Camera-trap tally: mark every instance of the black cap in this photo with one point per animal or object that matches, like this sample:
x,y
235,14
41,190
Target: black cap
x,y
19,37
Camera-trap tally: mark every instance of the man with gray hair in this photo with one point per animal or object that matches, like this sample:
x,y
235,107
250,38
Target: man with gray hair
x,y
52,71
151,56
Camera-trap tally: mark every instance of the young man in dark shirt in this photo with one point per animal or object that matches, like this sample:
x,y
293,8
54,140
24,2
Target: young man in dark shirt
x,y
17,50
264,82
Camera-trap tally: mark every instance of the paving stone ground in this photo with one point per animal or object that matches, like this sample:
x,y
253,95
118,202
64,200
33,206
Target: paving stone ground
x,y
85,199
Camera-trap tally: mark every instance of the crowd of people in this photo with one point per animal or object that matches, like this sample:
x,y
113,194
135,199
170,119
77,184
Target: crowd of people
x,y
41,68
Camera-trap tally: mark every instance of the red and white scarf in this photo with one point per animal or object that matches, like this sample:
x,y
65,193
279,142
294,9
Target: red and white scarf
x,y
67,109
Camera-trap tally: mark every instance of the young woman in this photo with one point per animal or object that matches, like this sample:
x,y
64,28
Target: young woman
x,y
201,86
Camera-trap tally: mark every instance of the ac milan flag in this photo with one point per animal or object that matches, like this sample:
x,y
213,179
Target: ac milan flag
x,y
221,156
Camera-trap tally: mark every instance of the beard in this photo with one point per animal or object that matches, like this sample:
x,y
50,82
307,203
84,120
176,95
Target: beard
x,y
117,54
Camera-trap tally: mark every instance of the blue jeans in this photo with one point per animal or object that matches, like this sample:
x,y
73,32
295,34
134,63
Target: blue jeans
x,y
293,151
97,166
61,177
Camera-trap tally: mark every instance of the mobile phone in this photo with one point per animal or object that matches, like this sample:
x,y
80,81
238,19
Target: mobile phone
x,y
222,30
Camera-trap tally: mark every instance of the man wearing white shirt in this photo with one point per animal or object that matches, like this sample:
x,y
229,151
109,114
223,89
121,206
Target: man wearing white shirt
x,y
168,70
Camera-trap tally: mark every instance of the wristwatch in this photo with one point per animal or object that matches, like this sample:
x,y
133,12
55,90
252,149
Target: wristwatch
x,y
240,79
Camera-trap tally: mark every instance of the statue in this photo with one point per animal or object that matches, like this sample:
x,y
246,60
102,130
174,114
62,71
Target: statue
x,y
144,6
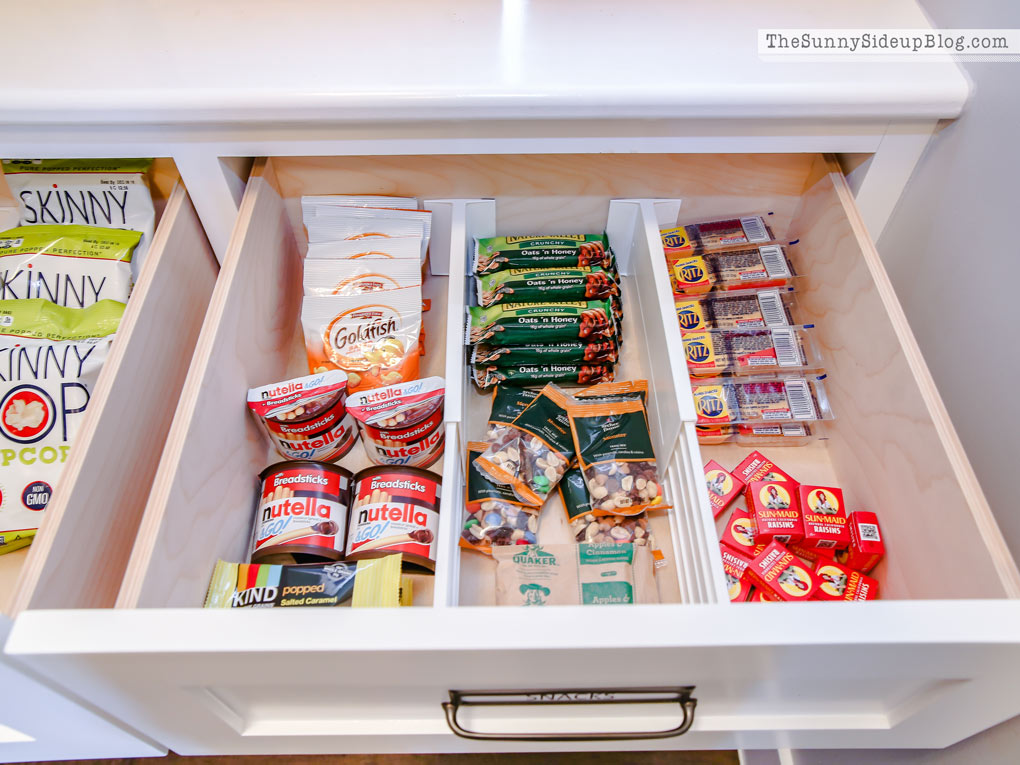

━━━━━━━━━━━━━━━━━━━━

TASK DESCRIPTION:
Apart from the pictures, return every entry above exactly as given.

THE ANSWER:
Camera-trap tally: mark every instance of the black cap in this photo with one point per animal or object that matches, like this sample:
x,y
235,14
41,190
Target: black cap
x,y
19,37
Camera-trap tally: mark every instance of the man with gray hair in this photo with one point per animal or object that matches, like this sample:
x,y
235,107
250,38
Target: man with gray hair
x,y
52,71
151,56
Camera-trap tally: mark every instance of the young man in dark shirt in this photo with one point per animal or object that matches, like this sample:
x,y
293,8
54,140
24,2
Target: young man in dark shirt
x,y
17,50
264,82
Camera-trap tally: mark every instance of the paving stone ground in this photo with one point per animal or object that matches, like this sample:
x,y
253,95
118,202
64,200
33,206
Target: paving stone ground
x,y
85,199
Camera-trap tally: mark every instance of the crowd of people in this photo with one point per animal or object that matches, like this sample:
x,y
113,194
135,199
170,119
77,184
Target: crowd of people
x,y
41,68
Camera-trap tally: mark every instance of the red and white scarf in this photo with one point per animal or object that matches, like this sample:
x,y
65,193
279,142
294,9
Target: red and white scarf
x,y
67,109
Camera-trap tally: mark every instance of the young woman in this photo with one point per animal or object that matches, like this sample:
x,y
64,28
Target: young woman
x,y
201,86
Camera-trap tally: mark every instance of the ac milan flag in this photo with one point per animal or object that matches, like this sample:
x,y
213,179
Target: ac milan flag
x,y
221,156
Camera-trap tally: mark every instance of the beard in this photo with one point per animal or object that matches, like this sample:
x,y
50,82
307,203
84,120
176,95
Target: beard
x,y
117,54
Camera-trap tally: mark every instance of the blue jeans in this photo with one point per animal or object that matches, like this sample:
x,y
73,32
295,34
134,63
Target: blue jeans
x,y
293,151
97,166
61,177
Camera-trap tally: mark every instance of the mobile phone in this photo with one point per animal or object that matches, like this sample:
x,y
80,81
238,19
Target: mobile phone
x,y
222,30
Camera-trap tally: mark every instance of the man wearing white shirt in this photo with one point per animal or object that matches, like this sample:
x,y
229,151
109,114
223,89
121,206
Target: man wearing white shirt
x,y
168,70
Camera-trap tally: mark every instance of the wristwatch in this photo with one point per animal or object that matches, like this sample:
x,y
133,12
55,90
252,149
Target: wristwatch
x,y
240,79
Camera-trap tally: mark every instance of the statue in this photo with one point per animal or object that matches, like this sample:
x,y
246,60
102,130
174,114
62,71
Target: statue
x,y
144,6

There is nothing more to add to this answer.